_WHAT NEEDS TO BE DONE_:
Output the entries verbatim, including every line.

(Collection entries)
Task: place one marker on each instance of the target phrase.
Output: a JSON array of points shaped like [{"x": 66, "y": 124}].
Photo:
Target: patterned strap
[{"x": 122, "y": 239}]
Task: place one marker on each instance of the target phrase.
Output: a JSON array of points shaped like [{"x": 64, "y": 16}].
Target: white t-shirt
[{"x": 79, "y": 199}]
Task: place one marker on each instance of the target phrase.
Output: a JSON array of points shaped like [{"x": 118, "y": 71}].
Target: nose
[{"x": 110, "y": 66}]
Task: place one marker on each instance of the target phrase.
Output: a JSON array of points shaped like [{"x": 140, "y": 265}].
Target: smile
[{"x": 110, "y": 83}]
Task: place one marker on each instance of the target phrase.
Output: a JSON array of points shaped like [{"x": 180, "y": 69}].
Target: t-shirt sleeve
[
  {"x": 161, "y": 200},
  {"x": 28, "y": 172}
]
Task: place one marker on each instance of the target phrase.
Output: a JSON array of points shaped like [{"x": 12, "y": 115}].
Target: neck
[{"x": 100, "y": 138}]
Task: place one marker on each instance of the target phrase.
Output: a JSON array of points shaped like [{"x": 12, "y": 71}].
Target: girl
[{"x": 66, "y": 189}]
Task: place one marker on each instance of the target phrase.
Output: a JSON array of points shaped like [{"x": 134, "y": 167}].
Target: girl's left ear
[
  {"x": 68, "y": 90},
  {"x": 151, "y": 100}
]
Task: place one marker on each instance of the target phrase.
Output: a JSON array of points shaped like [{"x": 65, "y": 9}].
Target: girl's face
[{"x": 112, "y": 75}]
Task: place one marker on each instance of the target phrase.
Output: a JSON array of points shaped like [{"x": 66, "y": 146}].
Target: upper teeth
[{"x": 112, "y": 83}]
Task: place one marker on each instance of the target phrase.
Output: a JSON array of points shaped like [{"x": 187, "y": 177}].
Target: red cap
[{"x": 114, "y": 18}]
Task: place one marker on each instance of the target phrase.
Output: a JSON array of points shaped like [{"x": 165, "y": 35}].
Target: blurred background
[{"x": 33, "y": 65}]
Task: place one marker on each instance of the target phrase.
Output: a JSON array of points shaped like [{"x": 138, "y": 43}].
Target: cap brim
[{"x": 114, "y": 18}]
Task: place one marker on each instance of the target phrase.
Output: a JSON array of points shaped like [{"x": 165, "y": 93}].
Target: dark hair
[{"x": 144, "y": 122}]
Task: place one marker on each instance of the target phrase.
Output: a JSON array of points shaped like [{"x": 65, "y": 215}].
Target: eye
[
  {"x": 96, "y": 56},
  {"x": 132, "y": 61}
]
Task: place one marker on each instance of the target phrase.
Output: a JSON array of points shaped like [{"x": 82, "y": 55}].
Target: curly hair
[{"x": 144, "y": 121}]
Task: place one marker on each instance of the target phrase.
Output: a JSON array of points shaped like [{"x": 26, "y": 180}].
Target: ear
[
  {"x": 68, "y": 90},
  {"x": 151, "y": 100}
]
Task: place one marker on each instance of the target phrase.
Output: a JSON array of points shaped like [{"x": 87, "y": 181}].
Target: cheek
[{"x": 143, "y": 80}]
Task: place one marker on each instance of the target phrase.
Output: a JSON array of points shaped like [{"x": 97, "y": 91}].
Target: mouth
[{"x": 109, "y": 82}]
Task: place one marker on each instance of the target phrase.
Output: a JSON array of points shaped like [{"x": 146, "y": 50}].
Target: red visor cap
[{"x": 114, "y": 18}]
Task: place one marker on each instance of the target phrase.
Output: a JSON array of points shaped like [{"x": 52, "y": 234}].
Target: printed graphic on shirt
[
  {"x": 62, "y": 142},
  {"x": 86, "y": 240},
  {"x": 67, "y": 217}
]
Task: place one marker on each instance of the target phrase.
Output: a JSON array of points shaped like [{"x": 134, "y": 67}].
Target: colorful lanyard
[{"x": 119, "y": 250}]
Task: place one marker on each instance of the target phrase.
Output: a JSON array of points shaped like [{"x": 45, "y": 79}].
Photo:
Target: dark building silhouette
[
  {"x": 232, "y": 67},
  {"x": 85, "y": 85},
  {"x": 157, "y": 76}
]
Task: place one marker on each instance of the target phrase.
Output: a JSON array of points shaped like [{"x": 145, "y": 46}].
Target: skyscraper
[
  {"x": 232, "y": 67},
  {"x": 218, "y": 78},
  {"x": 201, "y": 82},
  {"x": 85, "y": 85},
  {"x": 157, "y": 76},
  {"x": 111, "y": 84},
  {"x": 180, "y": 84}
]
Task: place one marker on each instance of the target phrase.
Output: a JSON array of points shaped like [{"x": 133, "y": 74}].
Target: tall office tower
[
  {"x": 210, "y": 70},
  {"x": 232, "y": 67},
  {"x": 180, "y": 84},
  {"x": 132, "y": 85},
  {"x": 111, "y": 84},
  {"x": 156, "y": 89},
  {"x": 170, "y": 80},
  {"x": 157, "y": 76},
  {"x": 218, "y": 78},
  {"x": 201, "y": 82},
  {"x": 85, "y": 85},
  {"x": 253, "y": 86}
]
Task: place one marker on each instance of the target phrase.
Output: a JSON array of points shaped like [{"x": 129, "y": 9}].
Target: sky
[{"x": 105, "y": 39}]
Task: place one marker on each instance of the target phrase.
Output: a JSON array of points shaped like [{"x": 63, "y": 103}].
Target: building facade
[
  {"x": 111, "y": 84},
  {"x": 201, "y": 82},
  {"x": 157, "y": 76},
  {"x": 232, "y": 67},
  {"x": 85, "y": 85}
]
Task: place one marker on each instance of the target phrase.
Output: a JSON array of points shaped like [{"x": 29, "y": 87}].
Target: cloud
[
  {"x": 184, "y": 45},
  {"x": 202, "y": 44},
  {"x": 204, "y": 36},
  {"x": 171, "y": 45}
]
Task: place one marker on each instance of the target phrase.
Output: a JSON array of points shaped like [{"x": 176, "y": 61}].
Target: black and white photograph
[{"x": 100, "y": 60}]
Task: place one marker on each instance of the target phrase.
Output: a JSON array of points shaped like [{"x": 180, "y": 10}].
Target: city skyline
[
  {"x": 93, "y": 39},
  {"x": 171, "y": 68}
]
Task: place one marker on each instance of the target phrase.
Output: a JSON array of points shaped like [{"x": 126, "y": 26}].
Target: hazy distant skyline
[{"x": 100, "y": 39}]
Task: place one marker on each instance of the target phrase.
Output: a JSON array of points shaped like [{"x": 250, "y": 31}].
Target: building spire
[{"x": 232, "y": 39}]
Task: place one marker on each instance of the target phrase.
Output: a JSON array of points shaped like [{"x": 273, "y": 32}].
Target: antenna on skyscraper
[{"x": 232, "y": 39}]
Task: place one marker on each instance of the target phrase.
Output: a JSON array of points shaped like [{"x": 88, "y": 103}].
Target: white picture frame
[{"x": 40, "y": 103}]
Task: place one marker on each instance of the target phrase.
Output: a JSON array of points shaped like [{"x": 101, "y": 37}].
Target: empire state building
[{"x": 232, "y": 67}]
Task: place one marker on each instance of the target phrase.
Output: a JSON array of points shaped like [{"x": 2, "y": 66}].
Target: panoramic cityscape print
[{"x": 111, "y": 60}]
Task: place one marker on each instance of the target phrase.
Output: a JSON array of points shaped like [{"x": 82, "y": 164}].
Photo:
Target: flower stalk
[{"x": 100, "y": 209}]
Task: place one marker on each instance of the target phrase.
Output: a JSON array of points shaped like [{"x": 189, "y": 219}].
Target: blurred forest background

_FINISHED ANSWER_:
Task: place one marker on each instance of the target phrase.
Output: a JSON array of points shaped like [{"x": 66, "y": 124}].
Photo:
Target: patterned strap
[{"x": 122, "y": 239}]
Task: place one marker on each instance of the target phrase.
Output: a JSON array of points shaped like [{"x": 64, "y": 16}].
Target: white t-shirt
[{"x": 79, "y": 199}]
Task: place one marker on each instance of the target phrase.
Output: a JSON array of points shaped like [{"x": 118, "y": 71}].
Target: nose
[{"x": 110, "y": 66}]
Task: place one marker on each instance of the target phrase.
Output: a JSON array of points shaped like [{"x": 140, "y": 265}].
Target: smile
[{"x": 110, "y": 83}]
Task: place one marker on each instance of the target phrase.
Output: a JSON array of points shaped like [{"x": 180, "y": 69}].
Target: t-shirt sleeve
[
  {"x": 161, "y": 200},
  {"x": 28, "y": 172}
]
Task: place one marker on each instance of the target phrase.
Output: a JSON array of points shaped like [{"x": 12, "y": 115}].
Target: neck
[{"x": 100, "y": 138}]
Task: place one marker on each instance of the target phrase.
Output: a JSON array of points shaped like [{"x": 12, "y": 71}].
Target: girl
[{"x": 66, "y": 189}]
Task: place one marker on each instance of the target phrase.
Output: a JSON array of points shaped like [{"x": 134, "y": 167}].
Target: girl's left ear
[
  {"x": 68, "y": 90},
  {"x": 151, "y": 100}
]
Task: place one marker on each instance of the target phrase.
Output: a JSON array of points shaped like [{"x": 65, "y": 9}].
Target: girl's face
[{"x": 112, "y": 75}]
Task: place one marker on each instance of the target phrase.
Output: a JSON array of points shaped like [{"x": 66, "y": 146}].
Target: upper teeth
[{"x": 112, "y": 83}]
Task: place one marker on each instance of the target phrase.
Output: a JSON array of points shaped like [{"x": 187, "y": 177}].
Target: red cap
[{"x": 114, "y": 18}]
Task: place one marker on each instance of the target phrase.
Output: a JSON array of points shaped like [{"x": 165, "y": 35}].
Target: blurred background
[{"x": 33, "y": 65}]
Task: place one marker on each instance of the target phrase.
Output: a JSON array of points shaped like [{"x": 138, "y": 43}].
Target: cap brim
[{"x": 114, "y": 18}]
Task: place one marker on each instance of the target phrase.
Output: a JSON array of points shaped like [{"x": 165, "y": 93}].
Target: dark hair
[{"x": 144, "y": 122}]
Task: place one marker on each instance of the target phrase.
Output: a JSON array of points shaped like [{"x": 65, "y": 215}].
Target: eye
[
  {"x": 96, "y": 56},
  {"x": 132, "y": 61}
]
Task: place one marker on each instance of the target phrase.
Output: a JSON array of points shaped like [{"x": 82, "y": 55}].
Target: curly hair
[{"x": 144, "y": 121}]
Task: place one marker on each instance of the target phrase.
Output: a JSON array of points shaped like [{"x": 26, "y": 180}].
Target: ear
[
  {"x": 68, "y": 90},
  {"x": 151, "y": 100}
]
Task: place one marker on each instance of the target phrase.
Output: a JSON array of points shaped like [{"x": 87, "y": 181}].
Target: cheek
[{"x": 143, "y": 80}]
Task: place one marker on each instance of the target phrase.
Output: a JSON array of points shaped like [{"x": 97, "y": 91}].
Target: mouth
[{"x": 109, "y": 82}]
Task: place one marker on each instance of the target phrase.
Output: a JSON array of points shaped like [{"x": 146, "y": 50}].
Target: red visor cap
[{"x": 114, "y": 18}]
Task: place one marker on each instance of the target phrase.
Output: a JSON array of points shaped like [{"x": 52, "y": 234}].
Target: printed graphic on shirt
[
  {"x": 62, "y": 142},
  {"x": 86, "y": 240},
  {"x": 67, "y": 217}
]
Task: place one marker on each instance of the target phrase.
Output: a JSON array of points shaped like [{"x": 134, "y": 67}].
Target: colorful lanyard
[{"x": 119, "y": 250}]
Task: place one marker on each instance of the target phrase.
Output: a JSON array of points shaped like [{"x": 45, "y": 79}].
Photo:
Target: dark building silhouette
[
  {"x": 232, "y": 67},
  {"x": 85, "y": 85},
  {"x": 157, "y": 76}
]
Task: place one marker on each instance of the target phrase.
Output: a JSON array of points shaped like [{"x": 145, "y": 46}].
Target: skyscraper
[
  {"x": 232, "y": 67},
  {"x": 218, "y": 78},
  {"x": 201, "y": 82},
  {"x": 85, "y": 85},
  {"x": 157, "y": 76},
  {"x": 111, "y": 84},
  {"x": 180, "y": 84}
]
Task: place one marker on each instance of the target phrase.
Output: a JSON array of points shaped like [{"x": 133, "y": 74}].
Target: tall office tower
[
  {"x": 210, "y": 70},
  {"x": 232, "y": 67},
  {"x": 180, "y": 84},
  {"x": 132, "y": 85},
  {"x": 111, "y": 84},
  {"x": 156, "y": 89},
  {"x": 170, "y": 80},
  {"x": 157, "y": 76},
  {"x": 218, "y": 78},
  {"x": 201, "y": 82},
  {"x": 85, "y": 85},
  {"x": 253, "y": 86}
]
Task: place one marker on each instance of the target phrase.
Output: a JSON array of points shaped like [{"x": 129, "y": 9}].
Target: sky
[{"x": 105, "y": 39}]
Task: place one marker on each instance of the target phrase.
Output: a JSON array of points shaped like [{"x": 63, "y": 103}].
Target: building facade
[
  {"x": 111, "y": 84},
  {"x": 201, "y": 82},
  {"x": 157, "y": 76},
  {"x": 232, "y": 67},
  {"x": 85, "y": 85}
]
Task: place one marker on each instance of the target phrase.
Output: a JSON array of points shaped like [{"x": 29, "y": 87}].
Target: cloud
[
  {"x": 184, "y": 45},
  {"x": 202, "y": 44},
  {"x": 204, "y": 36},
  {"x": 171, "y": 45}
]
Task: place one marker on each instance of the target phrase.
Output: a JSON array of points shaped like [{"x": 176, "y": 61}].
Target: black and white photograph
[{"x": 100, "y": 60}]
Task: place one marker on each instance of the target phrase.
Output: a JSON array of points shaped like [{"x": 180, "y": 10}].
Target: city skyline
[
  {"x": 93, "y": 39},
  {"x": 171, "y": 68}
]
Task: place one marker on each instance of the target phrase.
Output: a JSON array of points shaped like [{"x": 126, "y": 26}].
Target: hazy distant skyline
[{"x": 100, "y": 39}]
Task: place one marker on each instance of the target phrase.
Output: a JSON array of points shaped like [{"x": 250, "y": 31}].
Target: building spire
[{"x": 232, "y": 39}]
Task: place one marker on each instance of the target phrase.
Output: a JSON array of points shaped like [{"x": 273, "y": 32}].
Target: antenna on skyscraper
[{"x": 232, "y": 39}]
Task: place one marker on each instance of the target phrase.
Output: a JSON array of points shaped like [{"x": 88, "y": 103}].
Target: white picture frame
[{"x": 40, "y": 103}]
Task: place one marker on each instance of the target phrase.
Output: a JSON array of points shaped like [{"x": 101, "y": 37}].
Target: empire state building
[{"x": 232, "y": 67}]
Task: place one marker on each instance of the target phrase.
Output: a JSON array of points shaped like [{"x": 2, "y": 66}].
Target: panoramic cityscape print
[{"x": 111, "y": 60}]
Task: place one marker on each instance of the target phrase.
Output: a JSON array of points shaped like [{"x": 82, "y": 164}].
Photo:
Target: flower stalk
[{"x": 100, "y": 209}]
Task: place one marker on each instance of the target phrase.
Output: a JSON array of points shaped like [{"x": 189, "y": 219}].
Target: blurred forest background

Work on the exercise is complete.